Dataset items about object locations:
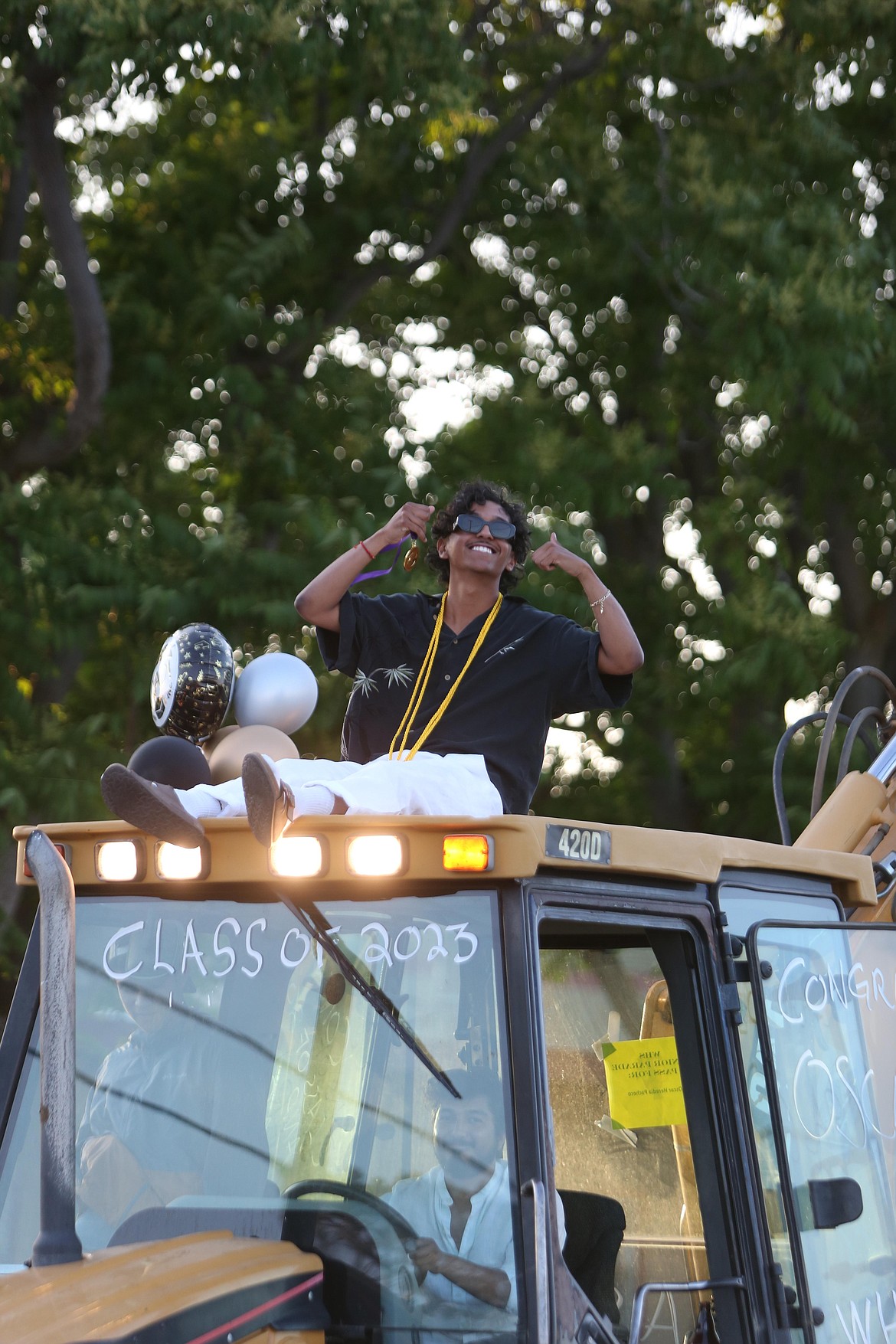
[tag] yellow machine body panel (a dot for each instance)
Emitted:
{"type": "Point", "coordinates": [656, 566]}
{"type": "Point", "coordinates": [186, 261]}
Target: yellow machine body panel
{"type": "Point", "coordinates": [119, 1292]}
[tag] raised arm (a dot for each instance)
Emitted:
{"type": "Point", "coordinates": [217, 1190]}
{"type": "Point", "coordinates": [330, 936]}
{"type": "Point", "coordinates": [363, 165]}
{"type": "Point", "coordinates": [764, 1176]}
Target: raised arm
{"type": "Point", "coordinates": [620, 649]}
{"type": "Point", "coordinates": [319, 600]}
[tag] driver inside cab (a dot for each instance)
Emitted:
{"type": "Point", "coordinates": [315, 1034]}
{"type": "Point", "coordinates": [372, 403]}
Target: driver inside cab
{"type": "Point", "coordinates": [461, 1207]}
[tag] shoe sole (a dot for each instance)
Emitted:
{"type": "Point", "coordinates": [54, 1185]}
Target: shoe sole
{"type": "Point", "coordinates": [137, 801]}
{"type": "Point", "coordinates": [261, 790]}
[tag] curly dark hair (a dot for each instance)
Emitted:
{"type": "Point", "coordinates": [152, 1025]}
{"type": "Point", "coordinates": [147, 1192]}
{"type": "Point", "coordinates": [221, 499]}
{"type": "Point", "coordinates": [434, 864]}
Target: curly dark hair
{"type": "Point", "coordinates": [481, 492]}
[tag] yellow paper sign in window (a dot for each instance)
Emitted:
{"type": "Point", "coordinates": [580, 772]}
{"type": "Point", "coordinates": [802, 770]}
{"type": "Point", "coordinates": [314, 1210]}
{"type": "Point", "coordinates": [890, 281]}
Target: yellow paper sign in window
{"type": "Point", "coordinates": [644, 1084]}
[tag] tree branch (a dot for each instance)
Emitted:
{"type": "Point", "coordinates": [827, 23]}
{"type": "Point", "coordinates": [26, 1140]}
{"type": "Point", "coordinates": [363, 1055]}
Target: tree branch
{"type": "Point", "coordinates": [482, 156]}
{"type": "Point", "coordinates": [15, 198]}
{"type": "Point", "coordinates": [49, 445]}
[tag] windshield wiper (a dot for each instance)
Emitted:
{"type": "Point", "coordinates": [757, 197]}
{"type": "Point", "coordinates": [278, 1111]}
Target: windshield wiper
{"type": "Point", "coordinates": [378, 1000]}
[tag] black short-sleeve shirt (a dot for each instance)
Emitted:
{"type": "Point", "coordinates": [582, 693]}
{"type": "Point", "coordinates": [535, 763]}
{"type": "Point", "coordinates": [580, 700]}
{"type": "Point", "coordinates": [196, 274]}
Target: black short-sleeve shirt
{"type": "Point", "coordinates": [531, 669]}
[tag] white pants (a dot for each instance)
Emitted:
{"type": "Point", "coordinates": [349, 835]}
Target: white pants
{"type": "Point", "coordinates": [429, 785]}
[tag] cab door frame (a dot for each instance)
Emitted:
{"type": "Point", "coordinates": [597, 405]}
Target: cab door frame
{"type": "Point", "coordinates": [734, 1217]}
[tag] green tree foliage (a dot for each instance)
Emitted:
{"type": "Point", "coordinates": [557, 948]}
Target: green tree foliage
{"type": "Point", "coordinates": [645, 249]}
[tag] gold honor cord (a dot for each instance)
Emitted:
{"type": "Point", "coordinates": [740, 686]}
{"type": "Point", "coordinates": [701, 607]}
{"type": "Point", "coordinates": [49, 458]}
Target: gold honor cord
{"type": "Point", "coordinates": [422, 678]}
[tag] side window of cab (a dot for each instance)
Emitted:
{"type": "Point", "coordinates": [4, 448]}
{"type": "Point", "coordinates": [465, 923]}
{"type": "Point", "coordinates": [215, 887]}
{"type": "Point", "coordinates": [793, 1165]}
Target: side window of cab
{"type": "Point", "coordinates": [623, 1136]}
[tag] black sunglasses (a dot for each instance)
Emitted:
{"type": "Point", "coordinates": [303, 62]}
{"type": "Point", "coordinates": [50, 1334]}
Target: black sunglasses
{"type": "Point", "coordinates": [499, 527]}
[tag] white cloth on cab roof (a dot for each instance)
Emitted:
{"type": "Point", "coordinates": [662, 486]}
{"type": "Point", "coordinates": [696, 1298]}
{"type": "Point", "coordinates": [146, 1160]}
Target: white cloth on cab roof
{"type": "Point", "coordinates": [427, 785]}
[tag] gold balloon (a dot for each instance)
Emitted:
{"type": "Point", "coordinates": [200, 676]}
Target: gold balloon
{"type": "Point", "coordinates": [231, 745]}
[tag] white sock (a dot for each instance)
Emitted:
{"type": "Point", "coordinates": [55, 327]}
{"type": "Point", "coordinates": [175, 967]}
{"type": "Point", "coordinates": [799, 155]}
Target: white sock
{"type": "Point", "coordinates": [313, 800]}
{"type": "Point", "coordinates": [199, 803]}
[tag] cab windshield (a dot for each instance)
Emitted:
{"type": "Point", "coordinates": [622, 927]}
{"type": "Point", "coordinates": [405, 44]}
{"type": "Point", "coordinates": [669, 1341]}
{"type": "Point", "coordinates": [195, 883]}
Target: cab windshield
{"type": "Point", "coordinates": [335, 1077]}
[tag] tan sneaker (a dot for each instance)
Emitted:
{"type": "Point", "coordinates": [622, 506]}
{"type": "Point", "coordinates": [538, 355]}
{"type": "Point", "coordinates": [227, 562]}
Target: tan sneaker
{"type": "Point", "coordinates": [149, 806]}
{"type": "Point", "coordinates": [269, 801]}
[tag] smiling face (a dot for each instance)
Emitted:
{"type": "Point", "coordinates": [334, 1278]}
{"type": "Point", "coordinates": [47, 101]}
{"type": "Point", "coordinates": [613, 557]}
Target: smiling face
{"type": "Point", "coordinates": [479, 553]}
{"type": "Point", "coordinates": [468, 1143]}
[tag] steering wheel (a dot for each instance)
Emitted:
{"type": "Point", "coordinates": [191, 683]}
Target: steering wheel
{"type": "Point", "coordinates": [338, 1187]}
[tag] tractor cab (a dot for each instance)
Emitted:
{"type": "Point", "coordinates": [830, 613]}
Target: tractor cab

The request:
Reproduce every item above word for word, omitting the pictures.

Answer for the task:
[tag] yellow machine body panel (a dot for each instance)
Emitted:
{"type": "Point", "coordinates": [656, 566]}
{"type": "Point", "coordinates": [186, 261]}
Target: yellow machine body panel
{"type": "Point", "coordinates": [119, 1292]}
[tag] raised arm (a dot for each instance)
Emitted:
{"type": "Point", "coordinates": [217, 1190]}
{"type": "Point", "coordinates": [330, 936]}
{"type": "Point", "coordinates": [363, 165]}
{"type": "Point", "coordinates": [764, 1176]}
Target: raised arm
{"type": "Point", "coordinates": [620, 649]}
{"type": "Point", "coordinates": [319, 600]}
[tag] driver inside cab (a dot for each instance)
Emitted:
{"type": "Point", "coordinates": [315, 1034]}
{"type": "Point", "coordinates": [372, 403]}
Target: driver inside cab
{"type": "Point", "coordinates": [461, 1207]}
[tag] shoe sole (a dot for each instance)
Emitted:
{"type": "Point", "coordinates": [54, 1185]}
Target: shoe sole
{"type": "Point", "coordinates": [137, 801]}
{"type": "Point", "coordinates": [261, 790]}
[tag] curly dark hair (a dot for each instance)
Emitted:
{"type": "Point", "coordinates": [152, 1025]}
{"type": "Point", "coordinates": [147, 1192]}
{"type": "Point", "coordinates": [221, 499]}
{"type": "Point", "coordinates": [434, 864]}
Target: curly dark hair
{"type": "Point", "coordinates": [481, 492]}
[tag] yellow paper sign in window (a dot for each instance)
Emitted:
{"type": "Point", "coordinates": [580, 772]}
{"type": "Point", "coordinates": [802, 770]}
{"type": "Point", "coordinates": [314, 1210]}
{"type": "Point", "coordinates": [890, 281]}
Target: yellow paper sign in window
{"type": "Point", "coordinates": [644, 1084]}
[tag] tree branch (a dot for each instance)
Emitted:
{"type": "Point", "coordinates": [827, 23]}
{"type": "Point", "coordinates": [26, 1140]}
{"type": "Point", "coordinates": [363, 1055]}
Target: tree branch
{"type": "Point", "coordinates": [482, 156]}
{"type": "Point", "coordinates": [15, 198]}
{"type": "Point", "coordinates": [49, 445]}
[tag] windshield wiper (a dot for each instance)
Emitted:
{"type": "Point", "coordinates": [757, 197]}
{"type": "Point", "coordinates": [278, 1111]}
Target: windshield wiper
{"type": "Point", "coordinates": [378, 1000]}
[tag] black short-sleeve shirt (a dot for each instance)
Emitted:
{"type": "Point", "coordinates": [582, 693]}
{"type": "Point", "coordinates": [535, 763]}
{"type": "Point", "coordinates": [580, 700]}
{"type": "Point", "coordinates": [196, 274]}
Target: black short-sleeve shirt
{"type": "Point", "coordinates": [531, 669]}
[tag] white pants (a dot for each instance)
Emitted:
{"type": "Point", "coordinates": [349, 835]}
Target: white pants
{"type": "Point", "coordinates": [429, 785]}
[tag] cab door frame (a dot for each instance)
Emitted:
{"type": "Point", "coordinates": [597, 405]}
Target: cab door frame
{"type": "Point", "coordinates": [734, 1217]}
[tag] green tree foliage (a dot for each instance)
Emitted:
{"type": "Point", "coordinates": [557, 948]}
Target: green tree foliage
{"type": "Point", "coordinates": [645, 249]}
[tag] gold honor cord (a dot for each instance)
Emitted:
{"type": "Point", "coordinates": [740, 686]}
{"type": "Point", "coordinates": [701, 607]}
{"type": "Point", "coordinates": [49, 458]}
Target: gold honor cord
{"type": "Point", "coordinates": [422, 678]}
[tag] side window of cab (a dot for each instance)
Emitted:
{"type": "Point", "coordinates": [4, 448]}
{"type": "Point", "coordinates": [465, 923]}
{"type": "Point", "coordinates": [215, 887]}
{"type": "Point", "coordinates": [793, 1165]}
Target: side window of cab
{"type": "Point", "coordinates": [623, 1136]}
[tag] black sunglasses (a dot for each instance)
Emitted:
{"type": "Point", "coordinates": [303, 62]}
{"type": "Point", "coordinates": [50, 1334]}
Target: black sunglasses
{"type": "Point", "coordinates": [499, 527]}
[tag] white cloth on cab roof (a dot for each instance)
Emitted:
{"type": "Point", "coordinates": [662, 486]}
{"type": "Point", "coordinates": [696, 1298]}
{"type": "Point", "coordinates": [146, 1160]}
Target: white cloth on cab roof
{"type": "Point", "coordinates": [427, 785]}
[tag] gold balloon (a dot for each instance)
Emitted:
{"type": "Point", "coordinates": [200, 676]}
Target: gold balloon
{"type": "Point", "coordinates": [231, 745]}
[tag] white sock (a dot for each instance)
Emitted:
{"type": "Point", "coordinates": [55, 327]}
{"type": "Point", "coordinates": [175, 967]}
{"type": "Point", "coordinates": [799, 155]}
Target: white sock
{"type": "Point", "coordinates": [313, 800]}
{"type": "Point", "coordinates": [199, 803]}
[tag] cab windshield (a dot for each instance)
Emitted:
{"type": "Point", "coordinates": [622, 927]}
{"type": "Point", "coordinates": [405, 44]}
{"type": "Point", "coordinates": [669, 1341]}
{"type": "Point", "coordinates": [195, 883]}
Target: cab windshield
{"type": "Point", "coordinates": [335, 1077]}
[tag] tan sneaker (a dot for each instance)
Emitted:
{"type": "Point", "coordinates": [622, 506]}
{"type": "Point", "coordinates": [538, 355]}
{"type": "Point", "coordinates": [227, 562]}
Target: tan sneaker
{"type": "Point", "coordinates": [149, 806]}
{"type": "Point", "coordinates": [269, 801]}
[tag] smiling face (a dot for each instance)
Emitted:
{"type": "Point", "coordinates": [334, 1278]}
{"type": "Point", "coordinates": [47, 101]}
{"type": "Point", "coordinates": [613, 557]}
Target: smiling face
{"type": "Point", "coordinates": [479, 553]}
{"type": "Point", "coordinates": [468, 1143]}
[tag] steering wheel (a dot for each instance)
Emitted:
{"type": "Point", "coordinates": [191, 683]}
Target: steering wheel
{"type": "Point", "coordinates": [338, 1187]}
[tag] tractor cab (a dot for each instance)
Emitted:
{"type": "Point", "coordinates": [830, 613]}
Target: tractor cab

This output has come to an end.